Tarea 1>
Según el texto sobre Isabel de Farnesio, ¿con quién se concertó en 1722 el matrimonio del Príncipe de Asturias?
Tarea 2>
Transcribe, por favor, el tramo del texto sobre Isabel de Farnesio que va desde "Espetacular retrato de" hasta "pintura más tarde.".

Texto proporcionado>
══════

POR EL MUSEO DEL PRADO CON SARA. ISABEL DE FARNESIO, 2ª PARTE

Espetacular retrato de Isabel de Farnesio, obra de Louis Michelle Van Loo, 1739.
Museo del Prado, en depósito en la embajada de España en Londres.
        Seguíamos ante el cuadro barroco de Bernardo Strozzi, aunque Sara continuaba aportándome detalles muy interesantes sobre la vida y obra de Isabel de Farnesio; tiempo habría para que me hablara de aquella pintura más tarde.
–Como te decía, la nueva reina resultó ser todo lo contrario de lo afirmado por Alberoni, era una mujer de fuerte carácter, y la maniobra política ejecutada en Jadraque había supuesto la eliminación de un obstáculo importante en la corte para ella. Ahora tocaba agradecer al abate su fidelidad con suficiente generosidad y, en poco tiempo, fue nombrado Grande de España, Consejero Real y Obispo de Málaga.
–Creo que se le pagaron con creces sus servicios.
–Es evidente. Así que, de 1714 a 1746, Isabel de Farnesio llevaría directamente las riendas de la política española, salvo los ocho meses que duró el reinado de Luis I, cuando Felipe V abdicó en favor de su hijo; unas viruelas mayores resultaron fatales para el joven monarca. Este periodo también tuvo su miga –aventuró avivando mi interés-.
–Pues adelante. Me gusta el cotilleo.
–Lo sé –dijo escueta con la seguridad de que había despertado mi curiosidad de nuevo–. Y lo que te voy a contar te va a gustar más por su tinte escatológico. Verás. Al Príncipe de Asturias en aquel momento, de quince años de edad, e hijo primogénito del primer matrimonio de Felipe V y María Luisa Gabriela de Saboya, se le concertó matrimonio con Luisa Isabel de Orleans, de apenas doce, en 1722. Y desde un principio la niña demostró no estar bien de la cabeza. En la corte la llegaron a llamar la “reina loca”. Isabel de Farnesio se refería a ella con algo más de contundencia; la llamaba la “sarnosa”.

══════

Datos>

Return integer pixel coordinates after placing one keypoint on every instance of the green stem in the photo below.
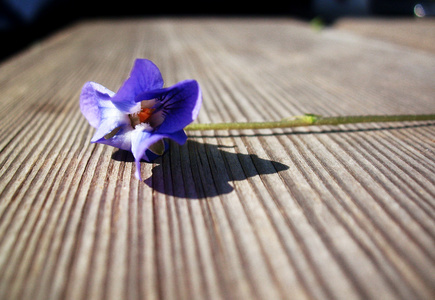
(309, 120)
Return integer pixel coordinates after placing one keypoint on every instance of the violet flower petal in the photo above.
(144, 76)
(180, 104)
(92, 93)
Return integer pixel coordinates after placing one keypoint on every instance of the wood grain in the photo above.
(332, 212)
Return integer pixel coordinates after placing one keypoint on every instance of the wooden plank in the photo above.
(321, 212)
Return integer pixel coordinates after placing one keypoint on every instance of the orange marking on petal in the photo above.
(145, 114)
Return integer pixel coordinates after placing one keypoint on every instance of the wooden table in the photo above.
(331, 212)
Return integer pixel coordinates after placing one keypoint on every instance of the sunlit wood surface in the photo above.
(333, 212)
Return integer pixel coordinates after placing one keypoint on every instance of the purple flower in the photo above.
(142, 113)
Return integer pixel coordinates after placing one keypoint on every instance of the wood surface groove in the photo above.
(321, 212)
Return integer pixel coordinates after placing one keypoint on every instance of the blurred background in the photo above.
(22, 22)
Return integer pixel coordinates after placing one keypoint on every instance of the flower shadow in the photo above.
(201, 170)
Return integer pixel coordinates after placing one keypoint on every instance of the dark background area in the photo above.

══════

Respuesta del ejercicio 1>
Con Luisa Isabel de Orleans.

Respuesta del ejercicio 2>
Espetacular retrato de Isabel de Farnesio, obra de Louis Michelle Van Loo, 1739.
Museo del Prado, en depósito en la embajada de España en Londres.
        Seguíamos ante el cuadro barroco de Bernardo Strozzi, aunque Sara continuaba aportándome detalles muy interesantes sobre la vida y obra de Isabel de Farnesio; tiempo habría para que me hablara de aquella pintura más tarde.